=== Stated task ===
Show, copied line for line, each line of the listing below that contains the string "small". Treat uppercase and lowercase letters as different.

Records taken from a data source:
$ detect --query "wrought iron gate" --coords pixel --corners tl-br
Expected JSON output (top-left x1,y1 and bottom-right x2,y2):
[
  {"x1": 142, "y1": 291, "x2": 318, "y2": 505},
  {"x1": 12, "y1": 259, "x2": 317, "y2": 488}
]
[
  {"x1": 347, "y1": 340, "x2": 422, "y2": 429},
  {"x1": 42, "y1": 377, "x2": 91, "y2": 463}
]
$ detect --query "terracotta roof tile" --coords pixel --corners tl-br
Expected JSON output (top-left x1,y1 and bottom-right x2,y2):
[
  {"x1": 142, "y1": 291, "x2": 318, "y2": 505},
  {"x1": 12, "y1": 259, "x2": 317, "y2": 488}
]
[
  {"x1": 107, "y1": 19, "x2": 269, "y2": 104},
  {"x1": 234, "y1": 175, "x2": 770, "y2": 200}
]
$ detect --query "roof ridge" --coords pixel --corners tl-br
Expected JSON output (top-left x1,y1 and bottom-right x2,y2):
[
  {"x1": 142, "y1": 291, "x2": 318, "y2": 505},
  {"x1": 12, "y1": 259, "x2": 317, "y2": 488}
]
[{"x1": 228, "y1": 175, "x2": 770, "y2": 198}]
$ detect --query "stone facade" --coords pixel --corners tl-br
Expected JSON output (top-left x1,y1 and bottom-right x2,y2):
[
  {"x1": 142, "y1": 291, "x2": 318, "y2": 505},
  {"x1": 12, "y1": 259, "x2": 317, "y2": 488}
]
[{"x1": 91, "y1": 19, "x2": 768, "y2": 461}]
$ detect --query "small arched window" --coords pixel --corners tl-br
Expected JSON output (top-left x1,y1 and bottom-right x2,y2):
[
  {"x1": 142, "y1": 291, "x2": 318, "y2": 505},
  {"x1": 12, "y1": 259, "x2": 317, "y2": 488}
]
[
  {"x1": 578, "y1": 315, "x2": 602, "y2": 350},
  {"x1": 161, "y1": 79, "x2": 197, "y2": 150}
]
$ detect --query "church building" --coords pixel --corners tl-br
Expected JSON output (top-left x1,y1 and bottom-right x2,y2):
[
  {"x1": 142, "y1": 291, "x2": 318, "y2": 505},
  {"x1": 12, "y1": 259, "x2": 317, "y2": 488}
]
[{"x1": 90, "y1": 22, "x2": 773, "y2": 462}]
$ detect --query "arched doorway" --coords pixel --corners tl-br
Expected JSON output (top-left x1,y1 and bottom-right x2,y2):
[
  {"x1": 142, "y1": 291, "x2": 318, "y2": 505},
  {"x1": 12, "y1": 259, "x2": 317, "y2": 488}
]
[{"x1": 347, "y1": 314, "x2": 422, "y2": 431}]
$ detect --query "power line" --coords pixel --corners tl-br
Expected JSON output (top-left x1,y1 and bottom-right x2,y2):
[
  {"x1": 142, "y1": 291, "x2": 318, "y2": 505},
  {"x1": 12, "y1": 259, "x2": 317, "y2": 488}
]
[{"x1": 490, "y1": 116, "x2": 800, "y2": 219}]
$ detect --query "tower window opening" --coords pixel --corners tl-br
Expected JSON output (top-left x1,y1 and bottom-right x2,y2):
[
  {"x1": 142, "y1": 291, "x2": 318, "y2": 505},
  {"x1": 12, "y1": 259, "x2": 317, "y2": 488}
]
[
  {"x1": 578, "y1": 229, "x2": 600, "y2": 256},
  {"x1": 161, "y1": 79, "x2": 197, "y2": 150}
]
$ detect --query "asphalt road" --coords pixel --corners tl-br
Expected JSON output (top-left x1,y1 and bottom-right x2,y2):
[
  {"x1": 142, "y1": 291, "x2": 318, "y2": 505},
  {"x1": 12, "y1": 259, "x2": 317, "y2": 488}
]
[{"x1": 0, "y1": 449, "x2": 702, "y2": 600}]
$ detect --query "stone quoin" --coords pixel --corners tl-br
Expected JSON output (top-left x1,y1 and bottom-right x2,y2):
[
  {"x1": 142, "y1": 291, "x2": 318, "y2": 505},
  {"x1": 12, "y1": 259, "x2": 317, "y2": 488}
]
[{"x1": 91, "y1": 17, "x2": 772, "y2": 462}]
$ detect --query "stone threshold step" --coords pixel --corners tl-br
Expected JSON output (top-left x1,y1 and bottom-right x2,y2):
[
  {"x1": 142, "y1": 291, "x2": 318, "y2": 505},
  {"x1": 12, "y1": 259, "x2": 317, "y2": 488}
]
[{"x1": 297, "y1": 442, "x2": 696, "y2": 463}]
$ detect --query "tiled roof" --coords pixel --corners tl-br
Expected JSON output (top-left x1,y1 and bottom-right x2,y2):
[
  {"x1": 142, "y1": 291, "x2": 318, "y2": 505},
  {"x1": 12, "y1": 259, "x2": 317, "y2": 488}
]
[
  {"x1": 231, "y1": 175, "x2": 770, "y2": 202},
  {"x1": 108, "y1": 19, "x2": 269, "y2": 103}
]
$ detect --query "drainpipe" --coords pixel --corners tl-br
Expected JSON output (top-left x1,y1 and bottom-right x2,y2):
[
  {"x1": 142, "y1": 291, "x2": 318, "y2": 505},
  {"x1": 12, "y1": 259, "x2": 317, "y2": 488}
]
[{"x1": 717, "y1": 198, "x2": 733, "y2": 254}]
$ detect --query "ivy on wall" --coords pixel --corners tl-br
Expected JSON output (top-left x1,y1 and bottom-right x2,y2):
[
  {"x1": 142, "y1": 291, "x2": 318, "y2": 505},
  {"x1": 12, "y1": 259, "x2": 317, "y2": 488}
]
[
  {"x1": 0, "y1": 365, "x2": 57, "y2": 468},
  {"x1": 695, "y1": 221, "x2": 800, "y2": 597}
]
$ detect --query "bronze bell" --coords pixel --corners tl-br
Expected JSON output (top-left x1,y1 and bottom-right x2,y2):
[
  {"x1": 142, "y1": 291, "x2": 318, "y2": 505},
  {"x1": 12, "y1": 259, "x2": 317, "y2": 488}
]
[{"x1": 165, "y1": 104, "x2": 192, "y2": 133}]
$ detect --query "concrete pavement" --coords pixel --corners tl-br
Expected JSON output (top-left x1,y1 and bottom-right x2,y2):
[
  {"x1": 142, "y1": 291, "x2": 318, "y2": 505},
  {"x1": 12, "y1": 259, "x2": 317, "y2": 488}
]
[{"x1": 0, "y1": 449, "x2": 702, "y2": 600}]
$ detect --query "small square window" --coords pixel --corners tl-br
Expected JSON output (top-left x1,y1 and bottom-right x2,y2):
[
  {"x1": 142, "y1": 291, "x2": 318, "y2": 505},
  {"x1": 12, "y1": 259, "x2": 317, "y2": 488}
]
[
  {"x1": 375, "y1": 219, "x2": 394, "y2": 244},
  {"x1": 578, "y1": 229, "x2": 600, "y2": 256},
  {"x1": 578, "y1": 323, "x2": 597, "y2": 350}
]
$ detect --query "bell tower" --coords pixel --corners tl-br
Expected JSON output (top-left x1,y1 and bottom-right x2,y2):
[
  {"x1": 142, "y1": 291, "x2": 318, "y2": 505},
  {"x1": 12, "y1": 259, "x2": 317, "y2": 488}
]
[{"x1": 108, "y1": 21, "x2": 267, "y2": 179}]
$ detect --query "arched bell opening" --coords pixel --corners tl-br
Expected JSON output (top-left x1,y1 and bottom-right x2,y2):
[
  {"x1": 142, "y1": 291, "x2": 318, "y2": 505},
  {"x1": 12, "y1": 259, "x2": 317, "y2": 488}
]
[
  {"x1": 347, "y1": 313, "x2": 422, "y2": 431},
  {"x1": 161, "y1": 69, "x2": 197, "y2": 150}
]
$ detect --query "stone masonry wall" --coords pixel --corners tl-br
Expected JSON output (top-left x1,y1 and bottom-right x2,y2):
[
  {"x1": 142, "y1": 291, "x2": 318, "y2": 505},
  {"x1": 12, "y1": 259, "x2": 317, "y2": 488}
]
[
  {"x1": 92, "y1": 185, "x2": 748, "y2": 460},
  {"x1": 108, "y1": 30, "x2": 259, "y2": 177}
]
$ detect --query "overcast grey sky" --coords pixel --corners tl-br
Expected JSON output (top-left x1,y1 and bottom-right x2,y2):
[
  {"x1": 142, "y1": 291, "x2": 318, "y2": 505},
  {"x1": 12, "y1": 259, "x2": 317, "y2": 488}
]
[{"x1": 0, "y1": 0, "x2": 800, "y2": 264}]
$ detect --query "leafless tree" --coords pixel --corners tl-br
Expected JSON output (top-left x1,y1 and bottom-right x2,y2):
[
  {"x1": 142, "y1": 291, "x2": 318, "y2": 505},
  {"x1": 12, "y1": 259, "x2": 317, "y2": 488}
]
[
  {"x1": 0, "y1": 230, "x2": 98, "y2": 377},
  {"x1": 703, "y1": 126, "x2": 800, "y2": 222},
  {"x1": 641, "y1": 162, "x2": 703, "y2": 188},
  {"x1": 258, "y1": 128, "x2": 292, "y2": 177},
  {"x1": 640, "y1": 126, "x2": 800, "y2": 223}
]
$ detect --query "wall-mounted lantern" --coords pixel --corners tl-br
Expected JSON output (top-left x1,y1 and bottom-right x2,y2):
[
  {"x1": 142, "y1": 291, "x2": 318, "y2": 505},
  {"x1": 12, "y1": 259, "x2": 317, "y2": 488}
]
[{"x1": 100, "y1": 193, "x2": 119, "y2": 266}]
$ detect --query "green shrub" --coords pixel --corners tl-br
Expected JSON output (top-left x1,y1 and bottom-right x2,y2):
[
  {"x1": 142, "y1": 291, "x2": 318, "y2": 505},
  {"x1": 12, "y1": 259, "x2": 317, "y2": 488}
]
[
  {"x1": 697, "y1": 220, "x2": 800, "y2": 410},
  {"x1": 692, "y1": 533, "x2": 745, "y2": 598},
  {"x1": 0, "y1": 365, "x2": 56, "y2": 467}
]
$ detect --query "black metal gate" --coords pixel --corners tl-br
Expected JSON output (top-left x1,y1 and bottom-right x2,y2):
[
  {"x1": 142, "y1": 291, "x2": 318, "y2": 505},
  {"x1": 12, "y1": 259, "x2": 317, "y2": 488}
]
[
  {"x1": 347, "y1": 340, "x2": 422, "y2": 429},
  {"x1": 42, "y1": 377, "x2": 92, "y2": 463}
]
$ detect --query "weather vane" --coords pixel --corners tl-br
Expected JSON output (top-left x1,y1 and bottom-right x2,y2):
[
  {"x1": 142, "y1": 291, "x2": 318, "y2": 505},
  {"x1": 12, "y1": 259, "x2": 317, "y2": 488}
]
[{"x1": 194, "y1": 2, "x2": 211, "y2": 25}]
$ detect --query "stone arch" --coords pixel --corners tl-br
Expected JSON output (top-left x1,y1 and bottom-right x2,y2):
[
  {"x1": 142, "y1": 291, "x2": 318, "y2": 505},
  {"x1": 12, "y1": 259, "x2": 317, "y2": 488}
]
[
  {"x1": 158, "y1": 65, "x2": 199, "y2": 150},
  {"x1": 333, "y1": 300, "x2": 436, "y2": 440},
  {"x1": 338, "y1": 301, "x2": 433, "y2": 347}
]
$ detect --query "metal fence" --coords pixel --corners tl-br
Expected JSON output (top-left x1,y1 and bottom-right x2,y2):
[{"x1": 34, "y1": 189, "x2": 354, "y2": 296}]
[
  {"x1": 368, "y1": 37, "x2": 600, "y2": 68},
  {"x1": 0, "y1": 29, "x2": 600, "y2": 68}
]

=== Result ===
$ detect --query "small arched window" --coords pixel --corners tl-br
$ detect --query "small square window" --coords pixel --corners tl-br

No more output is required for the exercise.